**文書本文**.
━━━━━━━━━━━━━━━━

見出し画像

読書日記197 【絶滅危惧職、講談師を生きる】

 講談師の神田伯山さんの本。まだ、真打ちになる前の松之丞さんの時代の本で、語りを杉江松恋さんが書くという感じで書かれている。講談師という全国に80人しかいない絶滅しかけている「語りべ」で人気講談師として活躍する松之丞さんの半生から話ははじまっていく。

 小さいときに父親をなくし、そして父親の先祖は今でいう柔術家で南米で生活をしていたという。(父親は柔道家)商社勤めをして忙しい父親が小さい頃にいなくなってしまったために、少し性格がひねくれたと語っている。

 神田伯山さんは毒舌でも知られている。そのおかげであまり友達がいないというのをラジオでネタでやっている。TBSラジオクラウドで聞いているんだけど、面白い。ただ人の悪口が多く、伊集院光さんはそれで完全に神田伯山さんを嫌っている(笑)

 講談に自信があるのはわかるし、生で聞いたことがあったりするのだけど、正直にいえば好き嫌いがはっきりとわかれると思う。落語もそうだけど滑舌が悪くて何言ってるかわからない時とかあるし、上手い人でも気分がのらないと、だだスベリしていることなんてしょっちゅうな世界なので、神田伯山さんがラジオでいうほどにというのはある。今はYouTubeに講談をご自分でアップしているので聞いてみると面白いかもしれない。

 若い頃の修行時代へと語りは続いていく。中高一貫の男子校へと進み、そして浪人をして大学へと進む。落語を聞き始めて、落語が好きな同級性ができる。六代目の三遊亭圓生に惚れこみ、そして立川談志に夢中になる。音源はYouTubeにあるので聞いてほしいけど、晩年の圓生は聞いていてももたもたしている(笑)。若い時代の録音がないらしく僕らは上手いとされるこの落語を聞いていた。

━━━━━━━━━━━━━━━━

**データ抜粋**.
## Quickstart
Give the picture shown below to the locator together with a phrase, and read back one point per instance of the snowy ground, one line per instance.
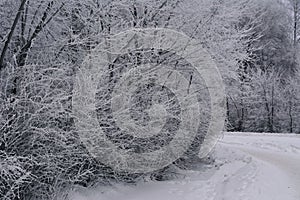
(247, 167)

━━━━━━━━━━━━━━━━

**課題の要件**.
1. この読書日記について、次の問いに答えてください。
(a) 講談師は全国に何人しかいないと書かれていますか?
(b) 父親はどこに勤めていたと書かれていますか?
(c) 神田伯山さんは自分の講談をどこにアップしていますか?
2. この読書日記の内容を2文で要約してください。

**課題別の結果**.
1.
(a) 80人
(b) 商社
(c) YouTube

2. この読書日記は、講談師の神田伯山さんが真打ちになる前の松之丞時代の本を取り上げ、全国に80人しかいない講談師として人気を得た松之丞さんの半生から話が始まると紹介している。本は幼い頃に父親を亡くした経験や、落語に夢中になった若い修行時代へと続き、筆者は伯山さんの毒舌や、講談の好き嫌いがはっきり分かれる点にも触れている。